Ich finds nur merkwürdig dass es nicht ohne Odin, also extern per KIES oder intern per Softwareupdate geht ....
Das mach mich schon etwas stutzig.

Ich möchte einfach Android 4 haben, deshalb hab ich mir DAS Handy mit NFC zugelegt. 
Welche Features ich möchte und nutze ist wohl meine Sache.


----------



## addicTix (29. Juni 2013)

Ja dann flash es dir drauf, wo liegt dein Problem ?


----------



## Metroid_Prime (29. Juni 2013)

Das ein Battle abgeht ob die Garantie nun verfällt oder nicht ....


----------



## Gast20140625 (29. Juni 2013)

Flash es manuell oder such nach dem Fehler. 

Ist bei mir zwar ein ganz anderes OS, aber Kies hat mir auch immer was von "aktuellste Version ist bereits installiert" erzählt.

Lag dann daran, dass das Handy eine Firmware mit Koreanischer ID hatte. (war aber schon beim Kauf so) Das hat Kies irgendwie gestört. KA wieso. 
In einer Art Wiederherstellungsmodus konnte ich das dann auf eine deutsche ID ändern. Danach hats auch mit dem Flashen über Kies geklappt.


----------



## addicTix (29. Juni 2013)

Metroid_Prime schrieb:


> Das ein Battle abgeht ob die Garantie nun verfällt oder nicht ....


 
Scheiß doch drauf... Folge einfach den Anleitungen beim Flashen und dann kann auch nix passieren, was dein Handy schrotten könnte...
Ich hab mein Handy auch geflasht mit 'ner Custom-Rom wo ich noch Garantie hatte, bis jetzt ist nichts passiert... Und flashen tu ich seit ~2010, also seit dem das Handy aufm Markt ist.


----------



## Metroid_Prime (30. Juni 2013)

Habe noch mal etwas gestöbert und es scheint so dass das Gerät als Bezeichnung XEF hat und hier sollen
die werkseitigen Updates nicht funktionieren ...
Es muss wohl die Bezeichnung DBT haben um die deutschen Updates als neu zu erkennen, wenn ich das
richtig verstanden habe?!

Über eure Meinungen würde ich mich freuen. Auch würd mich interessieren wofür die beiden Abkürzungen stehen.

Stand jetzt: Ich schicke das Ding zurück!


----------



## Trolli91 (30. Juni 2013)

XEF? Dein Telefon ist aus Frankreich  Wenn du kein deutsches Gerät hast, kannst du auch keine deutschen Updates bekommen... 
Entweder du wartest ab bis es das Update in Frankreich gibt, oder du spielst dir ne aktuelle Rom aus Deutschland per Kies drauf. Die Bezeichnung DBT steht übrigens für brandingfreie deutsche Geräte...


----------



## Gast20140625 (30. Juni 2013)

Genau so war's bei mir auch. Nur das meines koreanisch war. 
Einfach schnell in der Pre-Config auf DBT ändern und schon klappt's. 

Deswegen würde ich es nicht gleich zurückschicken.


----------



## Metroid_Prime (1. Juli 2013)

Danke für eure Antworten.

» Rohdaten:

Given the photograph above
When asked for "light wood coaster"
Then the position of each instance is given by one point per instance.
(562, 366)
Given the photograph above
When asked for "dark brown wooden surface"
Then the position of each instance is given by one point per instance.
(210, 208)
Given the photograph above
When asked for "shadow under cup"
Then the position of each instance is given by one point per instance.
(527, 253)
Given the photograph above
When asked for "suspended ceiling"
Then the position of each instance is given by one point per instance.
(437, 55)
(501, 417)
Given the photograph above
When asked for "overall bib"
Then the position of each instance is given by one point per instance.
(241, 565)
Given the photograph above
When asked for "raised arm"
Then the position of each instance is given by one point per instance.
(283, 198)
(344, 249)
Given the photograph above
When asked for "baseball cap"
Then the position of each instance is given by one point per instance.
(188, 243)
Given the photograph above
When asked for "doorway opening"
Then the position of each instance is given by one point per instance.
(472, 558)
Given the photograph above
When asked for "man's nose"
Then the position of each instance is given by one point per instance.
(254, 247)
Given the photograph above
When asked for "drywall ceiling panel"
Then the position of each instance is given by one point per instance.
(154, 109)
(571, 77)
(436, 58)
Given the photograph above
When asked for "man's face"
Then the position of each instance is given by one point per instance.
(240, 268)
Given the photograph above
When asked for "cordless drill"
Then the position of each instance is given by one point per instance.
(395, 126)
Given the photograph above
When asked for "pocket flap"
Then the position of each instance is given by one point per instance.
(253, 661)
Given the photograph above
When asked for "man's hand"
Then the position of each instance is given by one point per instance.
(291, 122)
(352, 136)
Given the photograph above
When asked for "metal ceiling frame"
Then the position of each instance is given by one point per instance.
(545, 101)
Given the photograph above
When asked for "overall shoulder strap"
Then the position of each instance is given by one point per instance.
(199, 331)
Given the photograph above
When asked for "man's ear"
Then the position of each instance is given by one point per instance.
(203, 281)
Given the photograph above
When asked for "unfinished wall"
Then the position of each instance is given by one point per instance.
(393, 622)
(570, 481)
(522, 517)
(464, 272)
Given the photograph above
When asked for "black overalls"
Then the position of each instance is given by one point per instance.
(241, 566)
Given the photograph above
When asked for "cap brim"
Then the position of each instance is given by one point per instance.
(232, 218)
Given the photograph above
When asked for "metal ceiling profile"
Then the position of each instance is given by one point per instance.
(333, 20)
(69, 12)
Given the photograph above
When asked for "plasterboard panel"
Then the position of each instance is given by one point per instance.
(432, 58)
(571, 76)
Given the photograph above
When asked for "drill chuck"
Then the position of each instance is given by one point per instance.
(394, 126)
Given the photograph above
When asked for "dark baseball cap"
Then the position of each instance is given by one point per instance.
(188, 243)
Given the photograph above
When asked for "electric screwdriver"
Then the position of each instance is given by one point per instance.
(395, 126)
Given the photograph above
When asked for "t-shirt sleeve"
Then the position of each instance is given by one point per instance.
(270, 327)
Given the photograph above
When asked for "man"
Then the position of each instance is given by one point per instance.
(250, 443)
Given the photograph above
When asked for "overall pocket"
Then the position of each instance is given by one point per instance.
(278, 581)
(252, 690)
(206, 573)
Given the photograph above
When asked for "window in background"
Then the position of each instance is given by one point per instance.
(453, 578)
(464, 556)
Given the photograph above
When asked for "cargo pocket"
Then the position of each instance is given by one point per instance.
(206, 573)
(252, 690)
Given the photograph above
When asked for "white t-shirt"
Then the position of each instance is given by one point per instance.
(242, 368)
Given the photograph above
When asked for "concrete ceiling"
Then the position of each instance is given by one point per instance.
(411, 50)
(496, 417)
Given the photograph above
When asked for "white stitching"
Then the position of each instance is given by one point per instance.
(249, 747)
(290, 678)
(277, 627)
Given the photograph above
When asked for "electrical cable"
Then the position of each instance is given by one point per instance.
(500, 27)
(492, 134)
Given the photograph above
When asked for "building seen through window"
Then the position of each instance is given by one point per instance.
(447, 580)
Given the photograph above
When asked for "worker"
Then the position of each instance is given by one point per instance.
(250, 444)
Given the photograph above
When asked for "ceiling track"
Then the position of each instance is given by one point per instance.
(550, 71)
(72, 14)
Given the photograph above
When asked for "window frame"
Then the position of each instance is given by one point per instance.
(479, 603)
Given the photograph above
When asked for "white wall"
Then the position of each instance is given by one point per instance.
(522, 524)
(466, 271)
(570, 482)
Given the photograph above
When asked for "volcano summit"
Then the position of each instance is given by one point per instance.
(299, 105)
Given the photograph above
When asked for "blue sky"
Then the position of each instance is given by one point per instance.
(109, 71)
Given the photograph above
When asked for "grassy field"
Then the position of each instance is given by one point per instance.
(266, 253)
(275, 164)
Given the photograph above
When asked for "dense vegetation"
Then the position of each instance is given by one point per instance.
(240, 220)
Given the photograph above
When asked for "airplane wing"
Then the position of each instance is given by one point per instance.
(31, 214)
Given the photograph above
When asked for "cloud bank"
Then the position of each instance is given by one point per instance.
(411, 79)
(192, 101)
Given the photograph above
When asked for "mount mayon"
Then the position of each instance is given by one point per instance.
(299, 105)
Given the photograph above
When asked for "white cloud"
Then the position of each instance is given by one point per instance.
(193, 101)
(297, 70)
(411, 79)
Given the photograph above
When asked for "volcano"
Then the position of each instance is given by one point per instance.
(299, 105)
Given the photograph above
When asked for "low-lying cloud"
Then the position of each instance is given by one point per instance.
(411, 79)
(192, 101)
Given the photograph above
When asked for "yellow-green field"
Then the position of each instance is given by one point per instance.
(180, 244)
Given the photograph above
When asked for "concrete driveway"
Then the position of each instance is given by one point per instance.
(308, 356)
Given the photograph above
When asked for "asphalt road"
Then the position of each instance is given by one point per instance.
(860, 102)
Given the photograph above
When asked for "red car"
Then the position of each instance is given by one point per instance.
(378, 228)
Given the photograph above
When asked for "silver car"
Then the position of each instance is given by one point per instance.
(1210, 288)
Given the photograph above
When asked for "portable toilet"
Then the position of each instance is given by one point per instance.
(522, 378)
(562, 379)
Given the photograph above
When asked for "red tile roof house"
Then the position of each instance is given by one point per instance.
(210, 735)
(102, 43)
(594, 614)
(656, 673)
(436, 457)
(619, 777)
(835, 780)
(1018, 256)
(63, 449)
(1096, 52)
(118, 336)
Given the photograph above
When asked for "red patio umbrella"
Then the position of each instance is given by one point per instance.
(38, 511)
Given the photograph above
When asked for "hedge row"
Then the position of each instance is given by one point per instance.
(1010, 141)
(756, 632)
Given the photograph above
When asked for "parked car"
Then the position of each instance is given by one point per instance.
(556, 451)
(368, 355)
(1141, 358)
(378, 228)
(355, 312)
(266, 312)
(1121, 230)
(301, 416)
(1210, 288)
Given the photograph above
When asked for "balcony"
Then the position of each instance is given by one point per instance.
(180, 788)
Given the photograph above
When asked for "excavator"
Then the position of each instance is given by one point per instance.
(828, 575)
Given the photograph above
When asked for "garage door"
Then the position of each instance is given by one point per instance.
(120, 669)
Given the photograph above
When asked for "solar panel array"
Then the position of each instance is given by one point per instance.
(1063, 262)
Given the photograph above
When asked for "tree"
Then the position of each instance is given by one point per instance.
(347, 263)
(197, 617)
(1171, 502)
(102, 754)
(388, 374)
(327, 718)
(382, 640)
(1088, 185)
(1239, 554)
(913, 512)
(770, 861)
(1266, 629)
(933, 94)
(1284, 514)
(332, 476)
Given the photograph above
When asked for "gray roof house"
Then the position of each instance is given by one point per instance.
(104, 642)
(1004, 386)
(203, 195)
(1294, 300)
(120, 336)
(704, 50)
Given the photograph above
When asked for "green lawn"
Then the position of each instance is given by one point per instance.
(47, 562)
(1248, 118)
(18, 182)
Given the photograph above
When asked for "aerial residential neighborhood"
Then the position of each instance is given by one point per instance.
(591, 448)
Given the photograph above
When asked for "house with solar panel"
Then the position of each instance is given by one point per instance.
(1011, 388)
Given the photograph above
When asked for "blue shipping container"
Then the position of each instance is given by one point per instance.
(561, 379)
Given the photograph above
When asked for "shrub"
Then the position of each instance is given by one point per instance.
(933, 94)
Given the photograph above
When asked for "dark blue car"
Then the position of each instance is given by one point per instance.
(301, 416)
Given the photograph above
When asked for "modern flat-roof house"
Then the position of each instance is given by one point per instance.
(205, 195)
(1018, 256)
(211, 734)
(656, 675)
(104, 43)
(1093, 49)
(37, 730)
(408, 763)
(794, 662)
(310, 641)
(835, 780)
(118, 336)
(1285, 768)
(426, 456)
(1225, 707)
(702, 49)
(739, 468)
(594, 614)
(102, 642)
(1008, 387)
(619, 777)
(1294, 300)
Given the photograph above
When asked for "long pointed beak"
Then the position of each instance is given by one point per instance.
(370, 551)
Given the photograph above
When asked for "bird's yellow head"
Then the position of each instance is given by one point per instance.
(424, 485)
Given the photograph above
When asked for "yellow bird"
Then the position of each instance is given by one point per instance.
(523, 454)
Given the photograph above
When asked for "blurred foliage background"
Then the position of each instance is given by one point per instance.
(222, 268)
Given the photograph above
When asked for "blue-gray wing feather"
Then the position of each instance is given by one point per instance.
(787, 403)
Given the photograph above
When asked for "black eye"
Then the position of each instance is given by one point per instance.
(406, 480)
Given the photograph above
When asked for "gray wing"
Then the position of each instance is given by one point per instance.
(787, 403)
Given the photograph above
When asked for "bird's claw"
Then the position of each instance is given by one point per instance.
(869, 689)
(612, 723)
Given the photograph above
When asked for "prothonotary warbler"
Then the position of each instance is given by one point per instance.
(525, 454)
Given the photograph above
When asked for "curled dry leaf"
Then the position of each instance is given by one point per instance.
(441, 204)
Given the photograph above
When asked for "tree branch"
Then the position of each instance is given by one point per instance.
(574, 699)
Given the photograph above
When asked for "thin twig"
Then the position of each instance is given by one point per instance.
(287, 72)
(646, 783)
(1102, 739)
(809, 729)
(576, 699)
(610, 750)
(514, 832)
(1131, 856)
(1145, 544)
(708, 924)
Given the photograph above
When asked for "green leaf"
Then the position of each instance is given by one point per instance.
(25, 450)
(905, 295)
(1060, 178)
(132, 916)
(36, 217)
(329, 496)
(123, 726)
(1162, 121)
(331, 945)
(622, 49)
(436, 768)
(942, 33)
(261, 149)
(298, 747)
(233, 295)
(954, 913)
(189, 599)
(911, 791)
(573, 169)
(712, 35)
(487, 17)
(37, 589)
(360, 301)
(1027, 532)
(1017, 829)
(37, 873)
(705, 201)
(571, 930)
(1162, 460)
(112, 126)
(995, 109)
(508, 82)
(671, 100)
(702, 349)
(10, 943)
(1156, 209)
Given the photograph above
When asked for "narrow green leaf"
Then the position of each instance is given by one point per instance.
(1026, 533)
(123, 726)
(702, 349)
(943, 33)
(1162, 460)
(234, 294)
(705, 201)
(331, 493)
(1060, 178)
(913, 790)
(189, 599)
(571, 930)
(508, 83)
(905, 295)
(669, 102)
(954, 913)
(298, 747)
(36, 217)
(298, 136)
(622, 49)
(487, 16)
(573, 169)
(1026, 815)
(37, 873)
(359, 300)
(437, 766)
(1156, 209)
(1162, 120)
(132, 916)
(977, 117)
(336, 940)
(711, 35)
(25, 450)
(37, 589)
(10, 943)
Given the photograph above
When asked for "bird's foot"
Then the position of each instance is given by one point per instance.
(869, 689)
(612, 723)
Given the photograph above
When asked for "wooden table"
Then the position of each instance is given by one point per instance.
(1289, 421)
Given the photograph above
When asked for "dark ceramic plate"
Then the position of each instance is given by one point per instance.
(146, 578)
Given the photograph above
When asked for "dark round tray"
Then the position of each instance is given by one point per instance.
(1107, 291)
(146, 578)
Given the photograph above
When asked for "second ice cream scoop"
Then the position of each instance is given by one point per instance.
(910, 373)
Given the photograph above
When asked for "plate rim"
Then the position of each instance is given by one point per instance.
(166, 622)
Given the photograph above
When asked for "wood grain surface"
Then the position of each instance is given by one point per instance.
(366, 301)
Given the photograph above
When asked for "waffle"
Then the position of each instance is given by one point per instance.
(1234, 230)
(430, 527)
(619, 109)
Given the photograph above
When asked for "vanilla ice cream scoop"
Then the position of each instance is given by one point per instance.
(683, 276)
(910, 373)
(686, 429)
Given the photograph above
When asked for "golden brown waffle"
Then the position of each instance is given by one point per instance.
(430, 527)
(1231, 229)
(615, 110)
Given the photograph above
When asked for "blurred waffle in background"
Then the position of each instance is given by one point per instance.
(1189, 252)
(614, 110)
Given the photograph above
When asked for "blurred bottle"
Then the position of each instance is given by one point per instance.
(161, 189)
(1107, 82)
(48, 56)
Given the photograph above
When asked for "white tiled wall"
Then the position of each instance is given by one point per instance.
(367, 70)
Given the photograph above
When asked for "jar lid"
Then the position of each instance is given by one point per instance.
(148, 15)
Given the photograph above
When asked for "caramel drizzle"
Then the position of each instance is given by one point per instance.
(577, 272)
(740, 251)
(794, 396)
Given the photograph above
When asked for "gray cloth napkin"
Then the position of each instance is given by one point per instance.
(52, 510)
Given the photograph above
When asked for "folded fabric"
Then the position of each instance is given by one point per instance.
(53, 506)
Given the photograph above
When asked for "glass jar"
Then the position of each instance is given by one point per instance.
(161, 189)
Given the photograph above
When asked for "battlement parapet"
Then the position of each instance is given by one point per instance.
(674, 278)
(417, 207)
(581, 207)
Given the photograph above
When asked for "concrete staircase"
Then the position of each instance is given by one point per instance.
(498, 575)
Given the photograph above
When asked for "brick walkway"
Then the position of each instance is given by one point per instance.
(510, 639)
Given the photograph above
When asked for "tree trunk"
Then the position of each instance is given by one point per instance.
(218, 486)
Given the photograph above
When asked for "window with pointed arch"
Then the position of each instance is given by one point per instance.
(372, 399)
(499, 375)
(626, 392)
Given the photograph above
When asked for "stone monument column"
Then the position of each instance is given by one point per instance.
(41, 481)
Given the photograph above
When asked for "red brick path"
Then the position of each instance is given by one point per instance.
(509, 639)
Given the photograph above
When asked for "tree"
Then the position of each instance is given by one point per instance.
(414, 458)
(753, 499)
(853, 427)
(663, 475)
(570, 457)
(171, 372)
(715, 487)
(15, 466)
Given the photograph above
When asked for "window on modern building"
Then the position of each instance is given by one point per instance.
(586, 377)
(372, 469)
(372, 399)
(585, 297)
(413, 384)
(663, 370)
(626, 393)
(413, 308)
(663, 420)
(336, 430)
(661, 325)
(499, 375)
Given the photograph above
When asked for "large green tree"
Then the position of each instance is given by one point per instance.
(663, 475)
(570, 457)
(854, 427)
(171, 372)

» Worum es geht: Gib den Abschnitt des Textauszugs von „## Gast20140625 (30.“ bis „(1. Juli 2013)“ wortgetreu wieder. Stütze dich dabei ausschließlich auf den Textauszug.

» Ergebnis der Aufgabe:
## Gast20140625 (30. Juni 2013)

Genau so war's bei mir auch. Nur das meines koreanisch war. 
Einfach schnell in der Pre-Config auf DBT ändern und schon klappt's. 

Deswegen würde ich es nicht gleich zurückschicken.


----------



## Metroid_Prime (1. Juli 2013)